══ RECORDS SUPPLIED
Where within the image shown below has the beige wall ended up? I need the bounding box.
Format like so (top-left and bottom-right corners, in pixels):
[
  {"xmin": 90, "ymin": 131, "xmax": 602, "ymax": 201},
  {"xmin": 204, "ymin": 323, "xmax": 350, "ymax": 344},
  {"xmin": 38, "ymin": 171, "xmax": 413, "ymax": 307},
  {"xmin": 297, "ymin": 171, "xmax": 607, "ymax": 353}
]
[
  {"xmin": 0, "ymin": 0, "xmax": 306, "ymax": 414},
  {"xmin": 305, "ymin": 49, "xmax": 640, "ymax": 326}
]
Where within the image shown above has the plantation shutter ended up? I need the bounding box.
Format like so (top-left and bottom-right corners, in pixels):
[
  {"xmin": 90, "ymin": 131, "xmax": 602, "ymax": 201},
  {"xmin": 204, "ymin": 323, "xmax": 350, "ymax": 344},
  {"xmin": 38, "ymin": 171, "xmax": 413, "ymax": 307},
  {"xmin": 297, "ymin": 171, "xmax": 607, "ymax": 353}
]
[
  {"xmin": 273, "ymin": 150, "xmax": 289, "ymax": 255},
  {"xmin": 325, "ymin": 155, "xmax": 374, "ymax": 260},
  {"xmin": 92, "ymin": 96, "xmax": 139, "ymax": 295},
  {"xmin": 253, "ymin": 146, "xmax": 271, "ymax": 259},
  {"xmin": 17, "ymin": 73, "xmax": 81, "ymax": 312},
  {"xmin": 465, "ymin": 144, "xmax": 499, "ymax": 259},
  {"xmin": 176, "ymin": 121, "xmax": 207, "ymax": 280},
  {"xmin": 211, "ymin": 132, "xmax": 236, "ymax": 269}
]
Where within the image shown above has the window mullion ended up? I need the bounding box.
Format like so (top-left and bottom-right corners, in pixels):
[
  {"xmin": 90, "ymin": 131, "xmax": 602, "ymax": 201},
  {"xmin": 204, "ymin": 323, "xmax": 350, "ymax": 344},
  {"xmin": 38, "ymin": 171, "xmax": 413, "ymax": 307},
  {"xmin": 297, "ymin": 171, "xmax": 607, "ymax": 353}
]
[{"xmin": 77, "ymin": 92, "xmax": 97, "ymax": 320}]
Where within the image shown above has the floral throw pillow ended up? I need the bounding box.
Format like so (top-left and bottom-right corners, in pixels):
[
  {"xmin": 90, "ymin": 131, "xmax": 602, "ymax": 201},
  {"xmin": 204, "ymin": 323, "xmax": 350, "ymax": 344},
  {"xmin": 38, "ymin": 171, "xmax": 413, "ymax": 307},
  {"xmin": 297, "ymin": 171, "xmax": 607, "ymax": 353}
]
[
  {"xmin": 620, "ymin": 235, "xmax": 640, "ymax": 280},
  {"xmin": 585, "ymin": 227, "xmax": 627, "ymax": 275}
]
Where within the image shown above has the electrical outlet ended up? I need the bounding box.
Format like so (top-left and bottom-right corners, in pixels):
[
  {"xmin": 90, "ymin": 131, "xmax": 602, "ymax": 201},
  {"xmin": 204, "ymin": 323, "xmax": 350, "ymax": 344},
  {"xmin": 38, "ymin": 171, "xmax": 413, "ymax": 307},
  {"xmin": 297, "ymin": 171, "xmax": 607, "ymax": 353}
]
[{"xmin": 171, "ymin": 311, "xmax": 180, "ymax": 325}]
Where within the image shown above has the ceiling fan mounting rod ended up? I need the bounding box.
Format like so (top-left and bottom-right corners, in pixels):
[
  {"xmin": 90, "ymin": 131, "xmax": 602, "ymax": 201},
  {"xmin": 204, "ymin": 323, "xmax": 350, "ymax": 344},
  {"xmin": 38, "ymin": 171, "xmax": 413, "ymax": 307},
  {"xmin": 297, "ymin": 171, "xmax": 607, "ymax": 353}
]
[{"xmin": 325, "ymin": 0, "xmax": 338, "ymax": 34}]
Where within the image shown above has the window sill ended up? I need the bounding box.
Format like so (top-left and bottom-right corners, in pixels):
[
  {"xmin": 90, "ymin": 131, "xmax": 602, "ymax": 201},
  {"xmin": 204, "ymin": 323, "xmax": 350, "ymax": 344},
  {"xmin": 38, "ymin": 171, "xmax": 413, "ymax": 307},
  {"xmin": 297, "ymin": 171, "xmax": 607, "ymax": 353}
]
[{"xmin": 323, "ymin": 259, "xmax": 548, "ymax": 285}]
════
→ **SHORT EXERCISE**
Beginning at the line that contains "Where within the image shown above has the floral" and running through the last line of the entries above, lay out those lines as a numbered list, leaving out any blank lines.

→ **RESPONSE TO THIS EXERCISE**
1. Where within the image shown above has the floral throw pillow ended up? I need the bounding box.
2. Format like so (top-left and bottom-right corners, in pixels):
3. [
4.   {"xmin": 90, "ymin": 131, "xmax": 602, "ymax": 201},
5.   {"xmin": 204, "ymin": 323, "xmax": 350, "ymax": 344},
6.   {"xmin": 38, "ymin": 171, "xmax": 413, "ymax": 307},
7.   {"xmin": 297, "ymin": 171, "xmax": 607, "ymax": 353}
8. ]
9. [
10.   {"xmin": 620, "ymin": 235, "xmax": 640, "ymax": 280},
11.   {"xmin": 585, "ymin": 227, "xmax": 627, "ymax": 275}
12. ]
13. Where within the image shown above has the electrical outlet ended up? I need the bounding box.
14. Format like so (top-left and bottom-right corners, in pixels):
15. [
16.   {"xmin": 90, "ymin": 131, "xmax": 602, "ymax": 201},
17.   {"xmin": 204, "ymin": 323, "xmax": 350, "ymax": 344},
18.   {"xmin": 38, "ymin": 171, "xmax": 413, "ymax": 307},
19.   {"xmin": 297, "ymin": 171, "xmax": 607, "ymax": 353}
20. ]
21. [{"xmin": 171, "ymin": 311, "xmax": 180, "ymax": 325}]
22. Where within the image shown above has the ceiling fan mounting rod ended up? I need the bounding box.
23. Format like so (top-left and bottom-right corners, in pixels):
24. [
25.   {"xmin": 90, "ymin": 131, "xmax": 602, "ymax": 201},
26.   {"xmin": 204, "ymin": 323, "xmax": 350, "ymax": 344},
27.   {"xmin": 38, "ymin": 171, "xmax": 413, "ymax": 307},
28.   {"xmin": 297, "ymin": 171, "xmax": 607, "ymax": 353}
29. ]
30. [{"xmin": 325, "ymin": 0, "xmax": 338, "ymax": 34}]
31. Where within the image shown above has the window sill ended up? I need the bounding box.
32. Format like so (top-left and bottom-right corners, in pixels):
33. [
34.   {"xmin": 90, "ymin": 131, "xmax": 602, "ymax": 201},
35.   {"xmin": 204, "ymin": 323, "xmax": 350, "ymax": 344},
36.   {"xmin": 38, "ymin": 171, "xmax": 413, "ymax": 307},
37.   {"xmin": 297, "ymin": 171, "xmax": 607, "ymax": 353}
38. ]
39. [{"xmin": 323, "ymin": 259, "xmax": 548, "ymax": 285}]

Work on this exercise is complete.